### PROBLEMS TO SOLVE
a - Rewrite the paragraph beginning "As to the rest of it" from the post about defunding the police as a short list, keeping its main facts.
b - Say whether each statement agrees with the post about defunding the police, answering yes or no and quoting the deciding words: (i) The writer asks whether defunding or dismantling means re-organization. (ii) The writer sees community policing as an effective way to control gangs. (iii) The writer names education as the public institution that should be dismantled and rebuilt, if any is.
-------- EXTRACTED TEXT --------
Defund? Dismantle the Police? WTF?
https://www.cnn.com/2020/06/06/us/what-is-defund-police-trnd/index.html
What does this mean to defund or dismantle police departments? Are they talking about re-organization?
Otherwise, the replacing police w/social services, mental health, education, & community police sounds like the dreamy utopia of 13-year-olds. When someone is assaulted, raped, or murdered, I wanted trained police officers on the scene to investigate & bring sufficient evidence to prosecutors to get a conviction at trial.
As to the rest of it, social services are underfunded as it is. What mental health professionals can actually do is limited & there aren't sufficient trained/certified mental health professionals to fill positions now much less when their workload is larger. At a school shooting, do we need mental health professionals or trained police?
Community policing sounds like code for corruption at best & vigilantes at worst. Just ask a public housing officer how effective he feels controlling the gangs & "protection hierarchy" in his territory.
If any public institution is going to be dismantled & rebuilt from the ground up, it should be education. COVID19 seems to have proven that some schools are nothing more than babysitting for parents to go to work w/test prep thrown in so there is the appearance of learning.
-------- PROVIDED RECORDS --------
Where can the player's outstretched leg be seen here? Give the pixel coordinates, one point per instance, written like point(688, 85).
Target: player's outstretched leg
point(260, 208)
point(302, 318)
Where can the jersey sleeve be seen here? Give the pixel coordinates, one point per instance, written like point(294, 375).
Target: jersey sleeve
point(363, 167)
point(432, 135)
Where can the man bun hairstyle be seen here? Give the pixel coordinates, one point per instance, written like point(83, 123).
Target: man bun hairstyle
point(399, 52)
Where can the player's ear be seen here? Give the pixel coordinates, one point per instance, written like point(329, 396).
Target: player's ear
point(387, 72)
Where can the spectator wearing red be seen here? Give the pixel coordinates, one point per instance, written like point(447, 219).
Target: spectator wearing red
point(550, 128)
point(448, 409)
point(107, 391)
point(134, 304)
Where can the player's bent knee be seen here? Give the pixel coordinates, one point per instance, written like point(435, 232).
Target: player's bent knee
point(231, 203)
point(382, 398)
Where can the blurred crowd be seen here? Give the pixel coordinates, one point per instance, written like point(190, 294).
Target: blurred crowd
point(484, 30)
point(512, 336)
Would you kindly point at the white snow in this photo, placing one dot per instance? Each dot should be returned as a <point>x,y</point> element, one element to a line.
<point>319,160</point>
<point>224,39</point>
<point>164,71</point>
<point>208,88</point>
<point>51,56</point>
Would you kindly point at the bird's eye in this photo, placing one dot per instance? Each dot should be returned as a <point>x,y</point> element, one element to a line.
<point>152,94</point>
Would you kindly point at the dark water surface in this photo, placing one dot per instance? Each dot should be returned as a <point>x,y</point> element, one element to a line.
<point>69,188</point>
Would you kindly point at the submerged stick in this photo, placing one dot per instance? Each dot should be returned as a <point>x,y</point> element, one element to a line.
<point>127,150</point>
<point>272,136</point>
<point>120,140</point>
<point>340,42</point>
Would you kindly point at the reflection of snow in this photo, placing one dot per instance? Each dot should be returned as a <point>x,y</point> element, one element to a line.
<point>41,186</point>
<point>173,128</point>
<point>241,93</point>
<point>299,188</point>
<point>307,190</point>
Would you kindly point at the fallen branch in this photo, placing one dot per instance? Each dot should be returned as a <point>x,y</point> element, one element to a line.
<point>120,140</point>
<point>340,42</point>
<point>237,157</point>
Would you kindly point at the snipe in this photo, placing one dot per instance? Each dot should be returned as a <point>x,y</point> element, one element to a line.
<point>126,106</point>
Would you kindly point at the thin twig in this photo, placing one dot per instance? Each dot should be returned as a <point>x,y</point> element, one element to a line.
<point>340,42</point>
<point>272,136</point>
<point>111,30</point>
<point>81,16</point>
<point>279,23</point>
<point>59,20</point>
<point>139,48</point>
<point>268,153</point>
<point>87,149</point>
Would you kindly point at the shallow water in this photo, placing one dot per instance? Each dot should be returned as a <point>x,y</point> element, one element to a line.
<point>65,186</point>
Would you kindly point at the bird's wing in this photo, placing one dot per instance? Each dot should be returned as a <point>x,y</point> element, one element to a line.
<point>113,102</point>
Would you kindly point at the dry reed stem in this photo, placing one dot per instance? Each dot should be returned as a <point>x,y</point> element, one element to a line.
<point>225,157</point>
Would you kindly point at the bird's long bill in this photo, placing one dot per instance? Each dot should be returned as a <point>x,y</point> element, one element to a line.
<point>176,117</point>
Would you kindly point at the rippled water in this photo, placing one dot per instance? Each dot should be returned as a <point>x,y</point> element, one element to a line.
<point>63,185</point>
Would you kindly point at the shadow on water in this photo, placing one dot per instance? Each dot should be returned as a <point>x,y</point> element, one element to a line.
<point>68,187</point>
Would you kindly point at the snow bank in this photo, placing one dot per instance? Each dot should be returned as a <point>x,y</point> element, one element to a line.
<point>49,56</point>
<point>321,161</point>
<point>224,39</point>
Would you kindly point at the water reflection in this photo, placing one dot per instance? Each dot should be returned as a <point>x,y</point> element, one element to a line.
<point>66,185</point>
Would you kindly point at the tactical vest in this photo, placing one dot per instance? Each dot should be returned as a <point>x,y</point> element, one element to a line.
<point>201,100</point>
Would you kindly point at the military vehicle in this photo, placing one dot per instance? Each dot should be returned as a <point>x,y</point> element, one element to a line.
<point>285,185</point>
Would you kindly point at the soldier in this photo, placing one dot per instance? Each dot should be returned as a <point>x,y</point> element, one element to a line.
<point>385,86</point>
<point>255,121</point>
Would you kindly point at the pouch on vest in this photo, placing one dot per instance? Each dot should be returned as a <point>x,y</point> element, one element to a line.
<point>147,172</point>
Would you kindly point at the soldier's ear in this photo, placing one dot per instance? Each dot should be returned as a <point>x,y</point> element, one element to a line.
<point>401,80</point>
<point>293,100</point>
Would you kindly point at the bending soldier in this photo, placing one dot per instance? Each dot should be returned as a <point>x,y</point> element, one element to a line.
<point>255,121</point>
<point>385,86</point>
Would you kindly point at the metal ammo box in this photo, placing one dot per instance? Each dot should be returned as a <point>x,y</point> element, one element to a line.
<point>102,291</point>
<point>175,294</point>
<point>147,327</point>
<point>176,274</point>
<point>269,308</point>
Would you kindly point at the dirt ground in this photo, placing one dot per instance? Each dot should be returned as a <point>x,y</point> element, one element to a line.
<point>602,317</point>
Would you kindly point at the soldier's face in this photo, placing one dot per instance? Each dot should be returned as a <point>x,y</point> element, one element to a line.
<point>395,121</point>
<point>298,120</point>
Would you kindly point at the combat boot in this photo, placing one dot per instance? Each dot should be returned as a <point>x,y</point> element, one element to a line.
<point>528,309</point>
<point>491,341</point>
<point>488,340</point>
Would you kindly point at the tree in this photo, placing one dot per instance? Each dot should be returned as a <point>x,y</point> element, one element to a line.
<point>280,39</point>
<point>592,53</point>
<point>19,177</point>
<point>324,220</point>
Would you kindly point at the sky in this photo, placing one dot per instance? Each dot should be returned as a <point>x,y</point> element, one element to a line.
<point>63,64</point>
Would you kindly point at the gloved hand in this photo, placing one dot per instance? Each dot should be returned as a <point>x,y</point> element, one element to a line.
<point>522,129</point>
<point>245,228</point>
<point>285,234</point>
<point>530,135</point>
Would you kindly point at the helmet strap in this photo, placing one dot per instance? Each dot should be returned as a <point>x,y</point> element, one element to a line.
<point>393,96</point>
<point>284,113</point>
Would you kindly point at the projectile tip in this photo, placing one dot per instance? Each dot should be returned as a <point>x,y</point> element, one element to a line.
--------
### ANSWERS TO THE PROBLEMS
a -
- Social services are already underfunded.
- Mental health professionals can do only a limited amount.
- There are not enough trained or certified mental health professionals to fill current positions, much less a larger workload.
- At a school shooting, is the need for mental health professionals or for trained police?

b -
(i) Yes: "Are they talking about re-organization?"
(ii) No: "Community policing sounds like code for corruption at best & vigilantes at worst."
(iii) Yes: "If any public institution is going to be dismantled & rebuilt from the ground up, it should be education."